(Stored records)
※

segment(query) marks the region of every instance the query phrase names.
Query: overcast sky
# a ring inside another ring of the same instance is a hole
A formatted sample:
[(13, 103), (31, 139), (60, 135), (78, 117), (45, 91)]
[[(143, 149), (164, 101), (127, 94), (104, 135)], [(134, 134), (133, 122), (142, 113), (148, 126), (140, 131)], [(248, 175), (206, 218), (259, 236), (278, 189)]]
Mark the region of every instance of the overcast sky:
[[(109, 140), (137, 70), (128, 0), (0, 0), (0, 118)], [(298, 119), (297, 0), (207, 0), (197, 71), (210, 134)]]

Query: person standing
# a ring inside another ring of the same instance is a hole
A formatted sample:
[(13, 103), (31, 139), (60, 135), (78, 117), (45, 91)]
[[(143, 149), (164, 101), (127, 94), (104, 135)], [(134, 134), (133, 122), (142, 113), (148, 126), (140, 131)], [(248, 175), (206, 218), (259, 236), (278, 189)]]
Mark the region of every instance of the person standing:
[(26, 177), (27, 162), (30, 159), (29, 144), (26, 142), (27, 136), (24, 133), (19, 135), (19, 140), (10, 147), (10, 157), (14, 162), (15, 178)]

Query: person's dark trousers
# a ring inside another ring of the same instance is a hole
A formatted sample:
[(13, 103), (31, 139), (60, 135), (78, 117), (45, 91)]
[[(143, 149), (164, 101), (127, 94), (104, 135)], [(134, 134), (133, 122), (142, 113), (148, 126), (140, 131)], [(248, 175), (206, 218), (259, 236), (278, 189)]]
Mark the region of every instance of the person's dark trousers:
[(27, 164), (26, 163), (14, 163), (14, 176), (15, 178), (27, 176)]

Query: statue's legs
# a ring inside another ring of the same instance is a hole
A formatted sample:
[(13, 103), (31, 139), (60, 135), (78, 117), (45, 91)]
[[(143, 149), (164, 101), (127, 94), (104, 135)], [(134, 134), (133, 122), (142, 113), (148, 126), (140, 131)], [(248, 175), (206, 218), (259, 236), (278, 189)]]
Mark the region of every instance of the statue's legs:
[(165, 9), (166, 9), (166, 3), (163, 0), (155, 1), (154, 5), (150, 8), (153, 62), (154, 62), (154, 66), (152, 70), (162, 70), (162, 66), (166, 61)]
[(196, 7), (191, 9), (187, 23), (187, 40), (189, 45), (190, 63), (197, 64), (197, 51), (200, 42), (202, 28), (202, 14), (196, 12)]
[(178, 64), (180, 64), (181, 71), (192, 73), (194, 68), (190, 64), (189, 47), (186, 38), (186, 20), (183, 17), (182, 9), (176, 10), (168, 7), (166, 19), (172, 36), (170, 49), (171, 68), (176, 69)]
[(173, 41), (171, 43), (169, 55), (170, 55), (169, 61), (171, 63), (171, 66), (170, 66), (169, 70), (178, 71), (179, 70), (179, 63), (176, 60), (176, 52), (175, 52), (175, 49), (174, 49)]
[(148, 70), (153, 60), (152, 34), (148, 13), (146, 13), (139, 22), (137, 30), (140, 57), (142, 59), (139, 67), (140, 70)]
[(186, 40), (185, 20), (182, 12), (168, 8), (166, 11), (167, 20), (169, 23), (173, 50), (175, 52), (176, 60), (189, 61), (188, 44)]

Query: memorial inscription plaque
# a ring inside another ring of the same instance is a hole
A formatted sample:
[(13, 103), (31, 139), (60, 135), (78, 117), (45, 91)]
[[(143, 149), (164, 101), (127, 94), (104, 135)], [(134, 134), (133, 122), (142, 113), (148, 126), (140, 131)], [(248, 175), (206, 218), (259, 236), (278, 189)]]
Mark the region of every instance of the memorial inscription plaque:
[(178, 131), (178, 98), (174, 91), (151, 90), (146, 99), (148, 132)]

※

- Exercise -
Output all of the data without altering a single line.

- Response box -
segment(query) marks the region of every instance the query phrase names.
Query: overcast sky
# a ring inside another ring of the same instance is a hole
A formatted sample:
[(13, 103), (31, 139), (60, 135), (78, 117), (45, 91)]
[[(143, 149), (164, 101), (127, 94), (104, 135)], [(134, 134), (133, 122), (142, 113), (148, 126), (140, 131)], [(248, 175), (206, 218), (259, 236), (278, 189)]]
Mark the region of every instance of the overcast sky:
[[(109, 140), (137, 70), (128, 0), (0, 0), (0, 118)], [(298, 119), (297, 0), (207, 0), (197, 71), (210, 134)]]

Query: person standing
# a ring inside another ring of the same instance is a hole
A formatted sample:
[(13, 103), (31, 139), (60, 135), (78, 117), (45, 91)]
[[(143, 149), (164, 101), (127, 94), (104, 135)], [(134, 134), (133, 122), (142, 113), (148, 126), (140, 131)], [(248, 175), (206, 218), (259, 236), (278, 189)]]
Mark the region of every instance of the person standing:
[(26, 177), (27, 162), (30, 159), (29, 144), (26, 142), (27, 136), (24, 133), (19, 135), (19, 140), (10, 147), (10, 157), (14, 162), (15, 178)]

Query: person's dark trousers
# a ring inside another ring of the same instance is a hole
A formatted sample:
[(13, 103), (31, 139), (60, 135), (78, 117), (45, 91)]
[[(143, 149), (164, 101), (127, 94), (104, 135)], [(134, 134), (133, 122), (142, 113), (148, 126), (140, 131)], [(248, 175), (206, 218), (259, 236), (278, 189)]]
Mark the region of every instance of the person's dark trousers:
[(27, 164), (26, 163), (14, 163), (14, 176), (15, 178), (27, 176)]

Query: statue's legs
# a ring inside another ring of the same instance is a hole
A formatted sample:
[(13, 103), (31, 139), (60, 135), (78, 117), (45, 91)]
[[(143, 149), (164, 101), (127, 94), (104, 135)], [(134, 134), (133, 122), (142, 113), (148, 126), (140, 131)], [(248, 175), (206, 218), (259, 236), (278, 189)]]
Mark the region of every instance of the statue's legs:
[(165, 9), (166, 9), (166, 3), (163, 0), (155, 1), (154, 5), (150, 8), (153, 62), (154, 62), (154, 66), (152, 70), (162, 70), (162, 66), (166, 61)]
[(196, 7), (191, 9), (187, 23), (187, 40), (189, 45), (190, 63), (197, 64), (197, 51), (200, 42), (202, 28), (202, 14), (196, 12)]
[(178, 64), (180, 64), (181, 71), (192, 73), (194, 68), (190, 64), (189, 47), (186, 38), (186, 20), (183, 17), (182, 9), (176, 10), (168, 7), (166, 19), (172, 36), (170, 49), (171, 68), (176, 69)]
[(173, 41), (171, 43), (169, 55), (170, 55), (169, 61), (171, 63), (171, 66), (170, 66), (169, 70), (178, 71), (179, 70), (179, 63), (176, 60), (176, 52), (175, 52), (175, 49), (174, 49)]
[(148, 70), (153, 60), (152, 34), (148, 13), (146, 13), (139, 22), (137, 30), (140, 57), (142, 59), (139, 67), (140, 70)]
[(186, 40), (185, 20), (182, 12), (168, 8), (166, 11), (167, 20), (169, 23), (173, 50), (175, 52), (176, 60), (189, 61), (188, 44)]

Query: memorial inscription plaque
# a ring inside another ring of the same instance is a hole
A formatted sample:
[(13, 103), (31, 139), (60, 135), (78, 117), (45, 91)]
[[(143, 149), (164, 101), (127, 94), (104, 135)], [(134, 134), (133, 122), (142, 113), (148, 126), (140, 131)], [(248, 175), (206, 218), (259, 236), (278, 189)]]
Mark the region of every instance of the memorial inscription plaque:
[(178, 131), (178, 98), (174, 91), (151, 90), (146, 99), (148, 132)]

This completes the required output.